Imagine that at your yearly physical, you take a simple blood test that can tell you if you have cancer. You don’t need body scans, an invasive colonoscopy, nor mammography. You just need a blood sample that is analyzed to determine if you have cancer and which type of cancer you have.

This technology is quickly becoming a reality thanks to developments from Irving-based Caris Life Sciences, a precision medicine company, which utilizes its clinical data catalog to identify cancer markers in the blood. The test can find cancer in patients before they begin experiencing symptoms and allows providers to select the right therapy, and later, to measure how the patient is responding to treatment.

“Having a simple blood test that allows us to identify whether somebody has cancer is revolutionary,” says Dr. David Spetzler, President and Chief Science Officer at Caris Life Sciences.

The test is both the reason for, and the beneficiary of, an $830 million investment in the company, which is the largest private company financing of the year and the third-largest ever in the Medtech industry (for context, the blood test company Theranos only raised $700 million). The money will help bring the test to market, construct new Dallas and Phoenix labs, create new clinical trials, and hopefully garner FDA approval. Early trials are already underway, but later phases will need to be expanded before being available at your primary care physician or oncologist.

DATA EXTRACTS>
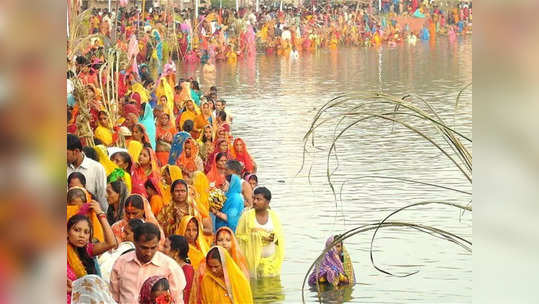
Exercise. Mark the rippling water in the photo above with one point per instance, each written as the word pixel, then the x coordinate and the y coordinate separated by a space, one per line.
pixel 273 101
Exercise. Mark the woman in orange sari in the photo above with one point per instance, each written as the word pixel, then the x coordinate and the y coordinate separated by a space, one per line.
pixel 240 153
pixel 190 113
pixel 145 168
pixel 191 228
pixel 189 161
pixel 216 175
pixel 224 282
pixel 205 117
pixel 136 206
pixel 225 238
pixel 206 143
pixel 164 133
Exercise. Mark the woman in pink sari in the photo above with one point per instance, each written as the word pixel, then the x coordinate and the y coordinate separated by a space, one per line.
pixel 250 41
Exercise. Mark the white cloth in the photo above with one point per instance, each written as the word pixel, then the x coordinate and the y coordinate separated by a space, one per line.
pixel 268 250
pixel 112 150
pixel 91 289
pixel 107 259
pixel 286 35
pixel 96 179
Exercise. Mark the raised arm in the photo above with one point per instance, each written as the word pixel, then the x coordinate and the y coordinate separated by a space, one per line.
pixel 110 239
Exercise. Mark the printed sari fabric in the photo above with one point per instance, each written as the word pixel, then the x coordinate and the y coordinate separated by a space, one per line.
pixel 177 146
pixel 192 163
pixel 139 176
pixel 251 241
pixel 234 288
pixel 197 251
pixel 170 216
pixel 233 205
pixel 214 176
pixel 235 251
pixel 244 157
pixel 175 173
pixel 332 269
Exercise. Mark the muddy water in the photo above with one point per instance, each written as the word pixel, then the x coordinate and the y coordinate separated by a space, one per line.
pixel 273 100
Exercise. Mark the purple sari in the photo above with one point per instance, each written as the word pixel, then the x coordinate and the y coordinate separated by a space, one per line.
pixel 330 267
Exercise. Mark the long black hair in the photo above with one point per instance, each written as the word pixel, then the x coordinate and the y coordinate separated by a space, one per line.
pixel 179 244
pixel 85 258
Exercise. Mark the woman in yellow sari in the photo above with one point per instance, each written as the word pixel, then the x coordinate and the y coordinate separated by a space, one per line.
pixel 113 171
pixel 190 113
pixel 169 173
pixel 103 131
pixel 224 282
pixel 191 228
pixel 164 89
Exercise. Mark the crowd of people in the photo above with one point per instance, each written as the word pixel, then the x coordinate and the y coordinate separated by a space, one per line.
pixel 143 225
pixel 226 35
pixel 150 156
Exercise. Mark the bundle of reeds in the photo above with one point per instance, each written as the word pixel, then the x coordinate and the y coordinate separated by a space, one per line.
pixel 414 114
pixel 109 72
pixel 80 93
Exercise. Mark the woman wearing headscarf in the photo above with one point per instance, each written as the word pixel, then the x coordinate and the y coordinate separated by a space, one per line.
pixel 216 174
pixel 116 195
pixel 190 112
pixel 155 290
pixel 224 282
pixel 204 118
pixel 145 168
pixel 78 202
pixel 103 131
pixel 205 143
pixel 169 174
pixel 81 251
pixel 112 169
pixel 335 268
pixel 221 146
pixel 185 93
pixel 189 161
pixel 139 134
pixel 233 206
pixel 164 132
pixel 240 153
pixel 171 215
pixel 177 146
pixel 148 121
pixel 191 228
pixel 136 206
pixel 164 89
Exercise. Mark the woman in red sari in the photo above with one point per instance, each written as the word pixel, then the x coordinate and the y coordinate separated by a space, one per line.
pixel 216 175
pixel 240 153
pixel 145 168
pixel 164 133
pixel 189 161
pixel 221 146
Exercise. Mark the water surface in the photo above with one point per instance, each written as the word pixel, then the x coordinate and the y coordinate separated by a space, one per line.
pixel 273 101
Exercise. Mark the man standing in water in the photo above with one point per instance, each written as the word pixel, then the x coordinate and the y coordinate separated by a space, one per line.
pixel 260 237
pixel 133 268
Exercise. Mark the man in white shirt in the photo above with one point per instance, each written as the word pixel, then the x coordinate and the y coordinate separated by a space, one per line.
pixel 96 178
pixel 286 35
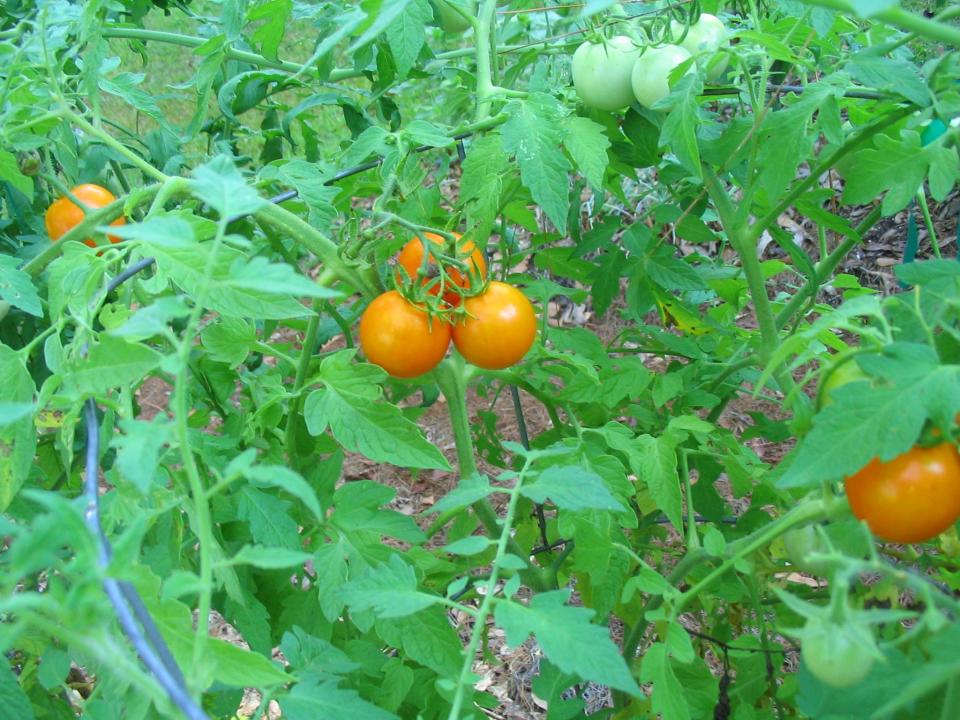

QUESTIONS TO ANSWER>
1. List everything the article about the Caris cancer blood test says the $830 million investment will help do.
2. Extend the article about the Caris cancer blood test by writing what comes next, beginning right after its final sentence.
The records have no connection to the article about the Caris cancer blood test.

ANSWER SET>
1.
- Bring the test to market
- Construct new Dallas and Phoenix labs
- Create new clinical trials
- Garner FDA approval (hopefully)

2.
Caris is not the only company in this market niche but has a solution to one of the significant hurdles to early cancer detection in blood tests. Other companies in the area find cancer in the blood via cell-free DNA, but patients with late-stage metastatic cancer don’t often have that kind of DNA: Only 60 percent of late-stage cancer patients have cell-free DNA to register on other tests. Caris’ technology can detect cancer for all patients, early or late stage. “It’s a remarkable technology that has helped us solve some of the major limitations,” Spetzler says.

The test can detect the development of solid tumors in the breast, colon, pancreas, or lung. Pancreatic cancer is especially dangerous, as patients don’t usually experience symptoms from pancreatic cancer until it is too late to treat surgically. “Can you imagine if you have a simple blood test that you’re taking every year, and the doctor says, ‘We see signs of pancreatic cancer.’ If you catch it early, you can go in and surgically cure it,” Spetzler says. “That’s the key to beating cancer—to find it early enough that we can surgically remove it. If it starts to advance, things get hard.”

The algorithms used to detect cancer in the blood can also tell from where it originated and if the tumors have spread all over the body—an essential piece of information when determining treatment. The test can also measure the treatment’s effectiveness. Caris uses its global network of partners to build a database on different types of cancer, analyzing the biomarkers found in each to aid precision treatment and advanced detection.

“There are products that are coming on the market from competitors that are measuring a couple hundred genes and trying to assess,” Spetzler says. “We’re measuring about 22,000 genes in the DNA and 61,000 RNA transcripts. It’s the breadth and ability to get information to all patients that is our greatest achievement.”

One obstacle when detecting cancer is to know when cancerous cells are dangerous and when they can be ignored. Our bodies develop small cancers every day that are quickly dispatched by our immune system, so detecting those instances would not be helpful, and could be harmful. “When does a cancer go from not being a cancer to a cancer?” Spetzler says. “There’s a whole gradation and evolution of the tumor, and it’s not like a switch is flipped and all of a sudden you go from not having cancer to having cancer. There’s an evolution there, so we’ll find out how early we can detect that process.”